Saved entries
▼

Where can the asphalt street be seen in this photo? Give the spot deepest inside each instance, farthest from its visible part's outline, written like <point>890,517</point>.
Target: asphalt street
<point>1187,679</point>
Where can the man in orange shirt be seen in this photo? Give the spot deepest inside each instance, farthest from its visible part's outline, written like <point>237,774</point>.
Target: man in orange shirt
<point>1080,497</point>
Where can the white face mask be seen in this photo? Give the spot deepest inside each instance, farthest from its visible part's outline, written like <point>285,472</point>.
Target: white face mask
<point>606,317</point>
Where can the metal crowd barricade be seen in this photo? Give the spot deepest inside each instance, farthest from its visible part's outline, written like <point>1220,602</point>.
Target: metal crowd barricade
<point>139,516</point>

▲
▼

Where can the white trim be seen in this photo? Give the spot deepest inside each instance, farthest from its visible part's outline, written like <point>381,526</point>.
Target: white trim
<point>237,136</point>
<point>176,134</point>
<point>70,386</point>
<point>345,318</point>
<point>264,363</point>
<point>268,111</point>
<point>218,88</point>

▲
▼

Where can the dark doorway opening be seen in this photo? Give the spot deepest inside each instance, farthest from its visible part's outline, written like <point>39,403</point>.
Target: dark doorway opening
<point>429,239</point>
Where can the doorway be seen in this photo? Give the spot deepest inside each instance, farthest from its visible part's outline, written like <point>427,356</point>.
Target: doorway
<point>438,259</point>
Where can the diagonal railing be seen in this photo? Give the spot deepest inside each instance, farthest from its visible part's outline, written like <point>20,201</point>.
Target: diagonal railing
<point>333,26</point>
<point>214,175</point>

▲

■ Exercise description
For each line above that holds the string "Where", provide a copy of that line.

■ Exercise solution
Where can the asphalt street be seen in this photo? Give the spot deepest inside each instance, farthest from its visible part's outline, written like <point>890,517</point>.
Where can the man in orange shirt be seen in this photo? Give the spot deepest inside each instance, farthest from its visible part's outline, written like <point>237,774</point>.
Where can the white face mask be seen in this photo? Give the spot deepest inside each instance, farthest from its visible part's outline, written like <point>285,472</point>.
Where can the metal crowd barricade be seen in this photo? Give the spot deepest inside each instance, farthest from its visible part's outline, written like <point>1220,602</point>.
Where can the white trim be seen in this photo? Give the spot deepest inside each instance, farthest from its visible part's outline, written like <point>381,526</point>.
Where can the dark doorway opening be seen in this photo? Give the spot deepest inside each instance, farthest from its visible part's outline, written like <point>39,403</point>.
Where can the doorway be seen in this photo? Give the spot deepest inside each instance, farthest from its visible part's outline, written like <point>427,356</point>.
Where can the diagonal railing be seen in this photo? Give the spot deepest inside each instance, farthest from its visible part's outline, written like <point>20,201</point>.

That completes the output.